Material provided:
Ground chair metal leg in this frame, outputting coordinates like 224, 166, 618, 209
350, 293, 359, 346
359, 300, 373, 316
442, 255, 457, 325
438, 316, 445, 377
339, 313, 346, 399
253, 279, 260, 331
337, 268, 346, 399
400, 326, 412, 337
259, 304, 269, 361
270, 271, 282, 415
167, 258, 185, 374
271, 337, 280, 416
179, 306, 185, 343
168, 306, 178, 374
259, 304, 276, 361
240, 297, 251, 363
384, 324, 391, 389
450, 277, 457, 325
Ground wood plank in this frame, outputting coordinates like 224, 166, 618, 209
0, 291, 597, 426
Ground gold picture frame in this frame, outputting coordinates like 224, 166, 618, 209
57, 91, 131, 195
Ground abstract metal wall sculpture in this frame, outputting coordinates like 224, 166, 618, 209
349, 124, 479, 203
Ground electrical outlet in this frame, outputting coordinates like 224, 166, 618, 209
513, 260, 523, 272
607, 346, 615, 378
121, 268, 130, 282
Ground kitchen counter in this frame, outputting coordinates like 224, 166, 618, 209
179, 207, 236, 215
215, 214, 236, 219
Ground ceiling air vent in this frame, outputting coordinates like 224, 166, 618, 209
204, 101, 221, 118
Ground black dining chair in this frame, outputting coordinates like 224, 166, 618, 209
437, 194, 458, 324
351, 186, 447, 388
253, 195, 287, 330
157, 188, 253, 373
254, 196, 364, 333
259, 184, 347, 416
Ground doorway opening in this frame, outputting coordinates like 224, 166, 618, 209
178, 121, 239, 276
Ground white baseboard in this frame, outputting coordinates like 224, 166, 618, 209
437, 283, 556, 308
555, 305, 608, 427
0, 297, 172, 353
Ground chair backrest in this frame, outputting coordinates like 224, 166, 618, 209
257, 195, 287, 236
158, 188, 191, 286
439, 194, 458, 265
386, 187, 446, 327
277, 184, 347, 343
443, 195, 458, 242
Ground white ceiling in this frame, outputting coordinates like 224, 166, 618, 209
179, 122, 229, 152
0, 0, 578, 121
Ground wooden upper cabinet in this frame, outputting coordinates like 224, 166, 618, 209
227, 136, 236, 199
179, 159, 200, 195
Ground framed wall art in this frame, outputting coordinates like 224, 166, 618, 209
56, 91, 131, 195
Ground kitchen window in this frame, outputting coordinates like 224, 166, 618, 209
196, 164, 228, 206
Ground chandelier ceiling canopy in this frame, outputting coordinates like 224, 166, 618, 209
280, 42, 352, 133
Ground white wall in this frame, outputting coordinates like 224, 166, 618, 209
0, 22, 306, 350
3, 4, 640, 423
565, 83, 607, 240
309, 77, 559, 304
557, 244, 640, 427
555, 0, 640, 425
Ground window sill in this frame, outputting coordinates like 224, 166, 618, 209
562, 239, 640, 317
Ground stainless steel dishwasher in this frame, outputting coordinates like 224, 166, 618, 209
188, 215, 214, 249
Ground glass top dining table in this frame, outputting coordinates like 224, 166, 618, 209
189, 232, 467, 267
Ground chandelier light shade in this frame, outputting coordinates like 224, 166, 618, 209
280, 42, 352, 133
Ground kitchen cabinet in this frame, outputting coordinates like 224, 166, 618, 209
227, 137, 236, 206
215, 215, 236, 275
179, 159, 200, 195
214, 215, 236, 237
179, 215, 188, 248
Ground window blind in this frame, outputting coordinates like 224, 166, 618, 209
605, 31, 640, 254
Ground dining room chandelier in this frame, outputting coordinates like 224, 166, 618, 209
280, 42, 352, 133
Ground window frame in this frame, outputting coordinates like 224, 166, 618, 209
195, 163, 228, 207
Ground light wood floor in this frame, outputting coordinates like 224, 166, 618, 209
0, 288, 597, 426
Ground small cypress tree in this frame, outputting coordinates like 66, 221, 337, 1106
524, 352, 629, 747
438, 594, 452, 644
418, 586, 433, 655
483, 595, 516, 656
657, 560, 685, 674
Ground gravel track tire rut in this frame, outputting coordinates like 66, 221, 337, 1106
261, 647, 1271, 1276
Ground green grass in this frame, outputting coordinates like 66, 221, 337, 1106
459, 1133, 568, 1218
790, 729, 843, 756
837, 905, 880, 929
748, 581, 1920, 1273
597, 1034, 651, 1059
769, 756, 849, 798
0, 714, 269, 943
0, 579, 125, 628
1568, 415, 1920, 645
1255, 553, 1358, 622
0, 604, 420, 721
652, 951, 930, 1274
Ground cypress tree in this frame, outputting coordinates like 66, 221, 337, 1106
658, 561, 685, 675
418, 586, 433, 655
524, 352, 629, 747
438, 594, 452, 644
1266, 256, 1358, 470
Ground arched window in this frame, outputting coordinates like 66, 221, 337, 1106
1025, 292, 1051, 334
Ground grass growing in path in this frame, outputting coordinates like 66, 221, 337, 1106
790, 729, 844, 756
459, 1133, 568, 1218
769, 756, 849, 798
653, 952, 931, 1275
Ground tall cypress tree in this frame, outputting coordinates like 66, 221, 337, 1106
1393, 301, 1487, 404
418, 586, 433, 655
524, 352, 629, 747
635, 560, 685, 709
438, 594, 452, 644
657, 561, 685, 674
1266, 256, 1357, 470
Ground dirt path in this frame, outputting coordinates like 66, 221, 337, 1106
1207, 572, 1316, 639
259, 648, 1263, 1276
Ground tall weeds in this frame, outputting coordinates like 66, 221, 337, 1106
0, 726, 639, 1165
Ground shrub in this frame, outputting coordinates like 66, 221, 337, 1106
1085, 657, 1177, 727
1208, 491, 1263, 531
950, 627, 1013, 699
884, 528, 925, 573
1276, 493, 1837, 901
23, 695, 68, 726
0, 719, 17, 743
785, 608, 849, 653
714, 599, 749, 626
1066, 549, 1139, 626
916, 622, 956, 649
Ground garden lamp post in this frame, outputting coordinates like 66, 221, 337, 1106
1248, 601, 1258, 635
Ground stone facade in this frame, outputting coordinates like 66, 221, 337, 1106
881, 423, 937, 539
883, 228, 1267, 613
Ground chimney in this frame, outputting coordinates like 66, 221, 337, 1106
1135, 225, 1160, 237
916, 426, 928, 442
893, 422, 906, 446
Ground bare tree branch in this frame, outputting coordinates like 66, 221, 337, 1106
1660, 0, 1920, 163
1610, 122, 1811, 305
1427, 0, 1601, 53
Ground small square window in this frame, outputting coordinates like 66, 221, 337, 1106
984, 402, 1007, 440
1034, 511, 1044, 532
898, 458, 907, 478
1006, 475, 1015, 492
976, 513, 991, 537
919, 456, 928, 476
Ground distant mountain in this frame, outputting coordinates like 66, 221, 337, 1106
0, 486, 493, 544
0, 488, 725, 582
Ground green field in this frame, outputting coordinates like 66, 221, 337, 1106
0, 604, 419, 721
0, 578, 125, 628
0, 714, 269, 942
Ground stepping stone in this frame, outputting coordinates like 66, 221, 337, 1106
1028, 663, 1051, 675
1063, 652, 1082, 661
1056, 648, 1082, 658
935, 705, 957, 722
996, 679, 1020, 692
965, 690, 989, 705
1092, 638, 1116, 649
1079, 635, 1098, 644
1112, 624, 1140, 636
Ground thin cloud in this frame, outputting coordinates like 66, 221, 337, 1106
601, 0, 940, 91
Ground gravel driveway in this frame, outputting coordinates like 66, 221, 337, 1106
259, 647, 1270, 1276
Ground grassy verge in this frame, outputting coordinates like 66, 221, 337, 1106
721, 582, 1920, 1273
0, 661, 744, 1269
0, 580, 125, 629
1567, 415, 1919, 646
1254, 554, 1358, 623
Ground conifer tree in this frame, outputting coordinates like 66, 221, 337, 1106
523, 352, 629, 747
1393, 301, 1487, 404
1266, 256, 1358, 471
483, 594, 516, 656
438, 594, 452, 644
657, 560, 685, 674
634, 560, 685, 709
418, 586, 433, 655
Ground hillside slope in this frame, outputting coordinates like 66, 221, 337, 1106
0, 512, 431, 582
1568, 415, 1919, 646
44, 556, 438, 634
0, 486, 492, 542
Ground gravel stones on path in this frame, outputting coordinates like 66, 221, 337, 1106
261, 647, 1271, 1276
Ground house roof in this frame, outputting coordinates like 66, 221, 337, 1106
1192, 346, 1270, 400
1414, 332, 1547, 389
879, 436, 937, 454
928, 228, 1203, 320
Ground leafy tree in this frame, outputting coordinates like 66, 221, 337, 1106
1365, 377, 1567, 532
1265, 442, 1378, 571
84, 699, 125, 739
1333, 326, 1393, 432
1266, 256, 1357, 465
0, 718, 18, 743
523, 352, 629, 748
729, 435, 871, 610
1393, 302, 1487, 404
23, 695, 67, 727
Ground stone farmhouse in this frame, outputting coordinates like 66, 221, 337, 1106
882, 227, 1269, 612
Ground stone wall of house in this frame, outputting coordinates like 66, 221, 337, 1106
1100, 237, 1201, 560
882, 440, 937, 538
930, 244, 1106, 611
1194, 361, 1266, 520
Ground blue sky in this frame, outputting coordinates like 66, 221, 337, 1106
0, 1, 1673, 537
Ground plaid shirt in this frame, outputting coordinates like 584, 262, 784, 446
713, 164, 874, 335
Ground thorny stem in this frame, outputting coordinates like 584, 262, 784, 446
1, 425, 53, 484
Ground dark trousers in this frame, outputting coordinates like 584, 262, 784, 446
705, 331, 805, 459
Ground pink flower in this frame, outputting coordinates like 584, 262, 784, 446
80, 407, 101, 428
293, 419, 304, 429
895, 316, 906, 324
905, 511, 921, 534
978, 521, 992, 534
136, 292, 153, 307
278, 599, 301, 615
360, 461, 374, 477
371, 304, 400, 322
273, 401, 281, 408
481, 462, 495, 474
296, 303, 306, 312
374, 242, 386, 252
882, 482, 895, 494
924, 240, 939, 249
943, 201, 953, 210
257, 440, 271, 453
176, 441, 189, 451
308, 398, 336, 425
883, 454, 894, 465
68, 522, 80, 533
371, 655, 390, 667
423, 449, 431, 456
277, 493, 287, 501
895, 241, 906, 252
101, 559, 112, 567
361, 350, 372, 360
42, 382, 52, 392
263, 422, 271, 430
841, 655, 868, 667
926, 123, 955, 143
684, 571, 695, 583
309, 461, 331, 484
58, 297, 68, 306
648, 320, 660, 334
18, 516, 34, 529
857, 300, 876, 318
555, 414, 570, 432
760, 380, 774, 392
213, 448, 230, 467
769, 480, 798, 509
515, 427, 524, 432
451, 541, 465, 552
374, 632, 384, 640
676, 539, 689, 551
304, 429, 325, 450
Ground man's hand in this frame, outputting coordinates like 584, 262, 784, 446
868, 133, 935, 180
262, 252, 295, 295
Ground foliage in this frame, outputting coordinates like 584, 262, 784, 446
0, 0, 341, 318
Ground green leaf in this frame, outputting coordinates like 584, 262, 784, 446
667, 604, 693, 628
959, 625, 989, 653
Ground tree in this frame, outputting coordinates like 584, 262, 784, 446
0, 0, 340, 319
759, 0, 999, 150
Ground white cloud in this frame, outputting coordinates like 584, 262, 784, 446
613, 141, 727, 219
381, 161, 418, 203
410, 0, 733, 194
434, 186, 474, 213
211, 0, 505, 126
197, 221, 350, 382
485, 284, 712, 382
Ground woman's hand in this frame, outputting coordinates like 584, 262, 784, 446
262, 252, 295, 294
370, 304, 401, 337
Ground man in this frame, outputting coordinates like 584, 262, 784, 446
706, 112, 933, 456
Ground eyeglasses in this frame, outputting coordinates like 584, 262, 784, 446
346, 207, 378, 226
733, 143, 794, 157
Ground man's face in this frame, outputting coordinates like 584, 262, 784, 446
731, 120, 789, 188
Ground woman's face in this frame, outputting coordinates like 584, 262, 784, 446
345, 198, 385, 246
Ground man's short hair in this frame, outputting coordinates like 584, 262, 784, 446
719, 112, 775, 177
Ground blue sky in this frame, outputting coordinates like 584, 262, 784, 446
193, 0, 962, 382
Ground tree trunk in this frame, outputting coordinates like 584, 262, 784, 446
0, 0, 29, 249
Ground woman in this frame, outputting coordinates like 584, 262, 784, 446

Task details:
Nothing but the lines from the one that contains "Ground eyeglasses in" through the end of the listing above should be copied, each exactly as written.

Problem solution:
Ground eyeglasses in this frame, outputting coordinates like 584, 262, 784, 446
346, 207, 378, 226
733, 143, 794, 157
Ground man's face in this frame, outputting coordinates like 584, 262, 784, 446
731, 120, 789, 188
Ground woman's face in this frame, outputting coordinates like 584, 262, 784, 446
345, 198, 385, 246
Ground man's short hair in this frame, outputting coordinates like 584, 262, 784, 446
719, 112, 775, 177
Ground blue sky in this frame, outputting coordinates like 584, 262, 784, 446
193, 0, 962, 382
Ground tree trunk in this frame, outputting coordinates like 584, 262, 784, 446
0, 0, 29, 249
Ground woman in this frame, outputting coordinates like 584, 262, 784, 446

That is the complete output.